(Excerpted text):
-.-.-
Amazon’s Nuclear Bet: The Hyperscaler Strategy
The AI-driven power crunch has turned some of the world’s largest corporations into energy developers. In October, Amazon unveiled plans for the Cascade Advanced Energy Facility near Richland, Washington, in partnership with Energy Northwest. The site will deploy X-energy’s Xe-100 SMRs—high-temperature, gas-cooled reactors — beginning with 320 MW and scaling to as much as 960 MW.
By effectively building its own baseload generation, Amazon is signaling a new model for corporate energy resilience. SMRs’ modular design allows them to be sited close to data centers and scaled in 80 MW increments, aligning perfectly with the high-density, high-uptime demands of hyperscale computing. Tech giants are no longer waiting for grid upgrades—they’re building the grid themselves.
Global Policy and the Strategic Fuel Cycle
Momentum is building worldwide as governments recognize SMRs as tools of energy security and industrial competitiveness.
- Canada’s Uranium Advantage: Saskatchewan’s new provincial strategy leverages its vast uranium reserves to anchor SMR deployment, backing GE Hitachi’s BWRX-300 and exploring larger designs.
- European Expansion: The Netherlands confirmed plans to extend the life of its Borssele reactor beyond 2033 and to build two new large-scale reactors. To do so, it created NEO NL, a state-owned nuclear operator and financing vehicle, while earmarking 20 million euros for domestic SMR R&D.
- Closing the Fuel Loop: In October 2025, France’s newcleo and U.S.-based Oklo announced a $2 billion joint venture to develop advanced fuel fabrication capacity in the U.S., with Sweden’s Blykalla exploring co-investment. The partnership aims to produce the metallic and mixed-oxide fuels required for Generation IV reactors, reducing dependence on Russian enrichment and creating the foundation for a closed, Western-controlled nuclear fuel cycle.
Execution Risk and the Road Ahead
If the 2010s were about promising nuclear innovation, the 2020s are about delivering it. Yet this is where the SMR revolution faces its greatest challenge.
Even with multiple designs now licensed, the jump from prototype to production carries enormous execution risk. The most immediate concern is cost control. The lessons from Georgia’s Vogtle expansion — the first new U.S. nuclear plant in decades — are still fresh: small deviations in design or supply chain logistics can cause multi-year delays and multibillion-dollar overruns. SMRs promise to avoid this through standardization and factory manufacturing, but that proof point remains ahead.
-.-.-
(Data extract):
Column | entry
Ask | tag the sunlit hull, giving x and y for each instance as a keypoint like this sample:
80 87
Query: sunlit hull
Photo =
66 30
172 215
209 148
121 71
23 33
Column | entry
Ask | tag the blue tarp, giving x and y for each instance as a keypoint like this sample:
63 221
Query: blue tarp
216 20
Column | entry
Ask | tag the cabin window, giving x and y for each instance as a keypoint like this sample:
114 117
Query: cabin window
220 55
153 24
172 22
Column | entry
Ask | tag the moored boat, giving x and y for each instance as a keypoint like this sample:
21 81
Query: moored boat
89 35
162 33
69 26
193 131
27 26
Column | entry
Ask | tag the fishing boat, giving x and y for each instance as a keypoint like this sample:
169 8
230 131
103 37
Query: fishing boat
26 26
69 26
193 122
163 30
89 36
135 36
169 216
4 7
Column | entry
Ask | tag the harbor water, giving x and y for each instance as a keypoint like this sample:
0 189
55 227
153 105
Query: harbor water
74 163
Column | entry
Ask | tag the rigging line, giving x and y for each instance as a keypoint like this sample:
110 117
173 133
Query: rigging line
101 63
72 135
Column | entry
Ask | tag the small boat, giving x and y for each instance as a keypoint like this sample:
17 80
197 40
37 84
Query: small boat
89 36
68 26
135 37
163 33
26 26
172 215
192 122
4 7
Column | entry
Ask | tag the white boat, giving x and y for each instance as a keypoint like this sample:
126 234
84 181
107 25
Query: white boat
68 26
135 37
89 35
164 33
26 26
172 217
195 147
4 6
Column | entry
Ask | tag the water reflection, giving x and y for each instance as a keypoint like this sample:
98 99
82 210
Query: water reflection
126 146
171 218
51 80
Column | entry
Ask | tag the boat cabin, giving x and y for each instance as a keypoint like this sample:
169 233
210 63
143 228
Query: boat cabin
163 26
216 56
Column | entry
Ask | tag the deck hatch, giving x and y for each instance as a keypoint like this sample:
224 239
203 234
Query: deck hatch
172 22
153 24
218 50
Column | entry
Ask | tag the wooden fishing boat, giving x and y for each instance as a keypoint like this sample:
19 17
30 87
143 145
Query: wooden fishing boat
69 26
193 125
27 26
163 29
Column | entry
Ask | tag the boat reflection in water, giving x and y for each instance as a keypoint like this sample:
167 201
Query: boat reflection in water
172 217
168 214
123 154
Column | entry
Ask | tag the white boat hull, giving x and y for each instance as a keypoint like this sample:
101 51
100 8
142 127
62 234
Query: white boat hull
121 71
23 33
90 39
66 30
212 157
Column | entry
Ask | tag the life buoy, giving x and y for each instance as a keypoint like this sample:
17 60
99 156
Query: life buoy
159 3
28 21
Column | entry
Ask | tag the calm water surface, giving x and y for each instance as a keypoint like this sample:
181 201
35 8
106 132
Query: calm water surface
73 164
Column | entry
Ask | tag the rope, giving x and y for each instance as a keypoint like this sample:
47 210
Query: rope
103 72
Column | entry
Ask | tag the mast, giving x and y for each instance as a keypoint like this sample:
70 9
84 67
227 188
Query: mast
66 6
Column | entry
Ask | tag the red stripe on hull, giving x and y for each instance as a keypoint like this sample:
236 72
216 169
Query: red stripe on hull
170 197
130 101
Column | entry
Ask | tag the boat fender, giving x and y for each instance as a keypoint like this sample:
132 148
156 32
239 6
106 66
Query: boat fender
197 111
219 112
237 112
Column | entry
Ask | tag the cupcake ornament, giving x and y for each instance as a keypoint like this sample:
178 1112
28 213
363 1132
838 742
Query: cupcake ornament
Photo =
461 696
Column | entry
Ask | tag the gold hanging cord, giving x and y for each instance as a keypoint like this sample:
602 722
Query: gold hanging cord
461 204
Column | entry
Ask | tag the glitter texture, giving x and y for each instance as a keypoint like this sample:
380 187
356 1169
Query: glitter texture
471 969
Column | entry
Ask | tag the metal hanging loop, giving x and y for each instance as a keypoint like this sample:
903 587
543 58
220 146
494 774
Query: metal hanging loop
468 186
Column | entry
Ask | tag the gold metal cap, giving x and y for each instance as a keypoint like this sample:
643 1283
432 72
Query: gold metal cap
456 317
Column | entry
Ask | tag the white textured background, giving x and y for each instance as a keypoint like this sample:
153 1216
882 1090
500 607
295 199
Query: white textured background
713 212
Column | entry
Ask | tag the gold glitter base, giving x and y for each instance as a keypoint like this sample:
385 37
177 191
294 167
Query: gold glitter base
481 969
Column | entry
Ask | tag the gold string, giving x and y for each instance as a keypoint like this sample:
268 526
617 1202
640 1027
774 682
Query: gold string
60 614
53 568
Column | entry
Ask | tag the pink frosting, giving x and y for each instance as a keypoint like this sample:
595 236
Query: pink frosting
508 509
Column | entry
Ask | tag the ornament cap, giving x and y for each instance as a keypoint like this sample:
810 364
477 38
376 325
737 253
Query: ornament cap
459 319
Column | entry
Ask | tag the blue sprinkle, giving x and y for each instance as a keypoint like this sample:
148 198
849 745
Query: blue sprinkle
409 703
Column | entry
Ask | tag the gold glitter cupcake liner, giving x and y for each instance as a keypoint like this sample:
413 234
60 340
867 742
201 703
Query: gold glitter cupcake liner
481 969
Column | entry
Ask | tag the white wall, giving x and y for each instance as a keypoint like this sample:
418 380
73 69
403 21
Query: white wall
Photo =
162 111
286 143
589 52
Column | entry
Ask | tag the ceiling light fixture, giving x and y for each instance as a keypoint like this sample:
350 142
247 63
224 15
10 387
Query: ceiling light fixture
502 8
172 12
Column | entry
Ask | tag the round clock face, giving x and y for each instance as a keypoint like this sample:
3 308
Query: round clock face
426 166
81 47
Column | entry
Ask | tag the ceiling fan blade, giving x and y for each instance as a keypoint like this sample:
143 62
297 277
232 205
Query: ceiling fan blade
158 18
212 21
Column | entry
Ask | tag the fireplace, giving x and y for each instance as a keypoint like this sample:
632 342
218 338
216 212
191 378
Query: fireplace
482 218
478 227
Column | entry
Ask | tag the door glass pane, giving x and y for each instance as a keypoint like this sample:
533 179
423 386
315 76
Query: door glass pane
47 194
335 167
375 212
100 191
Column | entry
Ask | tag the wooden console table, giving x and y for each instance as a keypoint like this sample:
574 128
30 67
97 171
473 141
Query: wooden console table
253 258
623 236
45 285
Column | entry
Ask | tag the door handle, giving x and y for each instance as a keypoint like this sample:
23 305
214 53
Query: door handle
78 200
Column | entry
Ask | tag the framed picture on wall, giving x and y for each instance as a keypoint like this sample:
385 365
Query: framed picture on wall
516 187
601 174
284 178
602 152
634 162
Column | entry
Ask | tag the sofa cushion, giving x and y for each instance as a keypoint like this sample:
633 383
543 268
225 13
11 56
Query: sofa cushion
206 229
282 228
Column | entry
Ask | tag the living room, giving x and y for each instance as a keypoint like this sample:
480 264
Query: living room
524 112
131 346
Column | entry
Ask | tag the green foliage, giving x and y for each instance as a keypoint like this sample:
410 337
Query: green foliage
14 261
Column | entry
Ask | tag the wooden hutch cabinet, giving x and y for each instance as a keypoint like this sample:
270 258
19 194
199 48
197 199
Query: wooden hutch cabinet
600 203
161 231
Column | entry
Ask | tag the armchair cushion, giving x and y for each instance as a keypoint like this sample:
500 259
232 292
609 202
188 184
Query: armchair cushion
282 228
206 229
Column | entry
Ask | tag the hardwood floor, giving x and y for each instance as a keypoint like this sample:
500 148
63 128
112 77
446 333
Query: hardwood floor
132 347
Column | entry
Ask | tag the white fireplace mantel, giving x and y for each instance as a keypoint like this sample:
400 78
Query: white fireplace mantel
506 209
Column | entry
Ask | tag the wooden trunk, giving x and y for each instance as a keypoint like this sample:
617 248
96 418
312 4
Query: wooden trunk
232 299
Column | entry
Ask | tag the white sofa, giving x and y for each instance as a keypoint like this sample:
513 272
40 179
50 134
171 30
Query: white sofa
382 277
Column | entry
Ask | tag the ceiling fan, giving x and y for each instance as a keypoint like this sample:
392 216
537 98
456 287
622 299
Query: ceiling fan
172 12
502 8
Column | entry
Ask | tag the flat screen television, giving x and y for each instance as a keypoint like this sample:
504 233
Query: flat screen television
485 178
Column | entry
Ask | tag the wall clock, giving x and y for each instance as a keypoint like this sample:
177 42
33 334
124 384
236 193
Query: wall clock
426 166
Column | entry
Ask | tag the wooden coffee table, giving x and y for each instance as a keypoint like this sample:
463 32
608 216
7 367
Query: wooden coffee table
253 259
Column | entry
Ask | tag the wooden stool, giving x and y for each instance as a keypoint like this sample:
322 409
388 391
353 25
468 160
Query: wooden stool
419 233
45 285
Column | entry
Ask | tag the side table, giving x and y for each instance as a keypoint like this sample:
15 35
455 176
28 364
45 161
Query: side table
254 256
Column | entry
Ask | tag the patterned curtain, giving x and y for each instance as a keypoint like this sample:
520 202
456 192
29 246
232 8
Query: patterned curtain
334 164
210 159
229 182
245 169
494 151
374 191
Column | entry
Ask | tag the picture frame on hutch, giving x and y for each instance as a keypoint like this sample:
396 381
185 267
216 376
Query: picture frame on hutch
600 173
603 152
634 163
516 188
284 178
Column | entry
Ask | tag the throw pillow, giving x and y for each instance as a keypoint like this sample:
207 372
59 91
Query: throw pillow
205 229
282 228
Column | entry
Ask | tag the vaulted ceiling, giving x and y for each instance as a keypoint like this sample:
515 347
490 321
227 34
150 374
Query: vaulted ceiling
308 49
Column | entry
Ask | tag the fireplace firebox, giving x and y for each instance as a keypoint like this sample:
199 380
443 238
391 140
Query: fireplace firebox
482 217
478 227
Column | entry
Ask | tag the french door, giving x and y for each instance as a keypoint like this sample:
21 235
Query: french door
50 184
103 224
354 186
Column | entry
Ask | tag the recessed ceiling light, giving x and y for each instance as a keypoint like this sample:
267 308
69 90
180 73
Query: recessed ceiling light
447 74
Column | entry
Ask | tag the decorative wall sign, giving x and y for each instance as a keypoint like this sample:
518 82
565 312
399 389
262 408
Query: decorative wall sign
-.-.-
(Required actions):
A. From the text on Amazon's nuclear strategy, pull the passage that starts with the words "- Canada’s Uranium" and ends after the words "domestic SMR R&D.".
B. Pick up the article on small modular reactors and the nuclear fuel cycle where it ends, and write what follows.

(Answers to the tasks):
A.
- Canada’s Uranium Advantage: Saskatchewan’s new provincial strategy leverages its vast uranium reserves to anchor SMR deployment, backing GE Hitachi’s BWRX-300 and exploring larger designs.
- European Expansion: The Netherlands confirmed plans to extend the life of its Borssele reactor beyond 2033 and to build two new large-scale reactors. To do so, it created NEO NL, a state-owned nuclear operator and financing vehicle, while earmarking 20 million euros for domestic SMR R&D.

B.
Supply chain maturity is another limiting factor. The precision components, pressure vessels, and advanced fuels needed for nuclear construction can’t be produced overnight. After decades of industry contraction, much of the qualified manufacturing base will need to be rebuilt. U.S. developers are already competing for limited capacity in critical materials and fabrication.
The regulatory environment also presents a bottleneck. The U.S. Nuclear Regulatory Commission has modernized some processes, but site licensing and environmental reviews can still drag on for years. Globally, the lack of harmonized licensing standards remains a barrier to scaling SMR exports across markets.
Finally, financing structure may determine who succeeds. The emergence of “nuclear-as-a-service” models—like ENTRA1’s—is a promising shift, transferring early-stage risk away from utilities. But investor confidence depends on steady policy support and demonstrated project execution.
The nuclear industry operates under intense scrutiny. If early SMR projects stumble, momentum could fade quickly. But if they deliver on time and on budget, the world could finally see nuclear power reborn as a scalable, clean, and commercially competitive energy source.
The Bottom Line
The SMR sector has crossed a critical threshold. The question is shifting from whether small modular reactors will play a role in the global energy mix to how quickly they can be built, and who will lead.
The coming decade will determine whether SMRs fulfill their promise as a flexible, financeable bridge between clean energy ambition and industrial reality.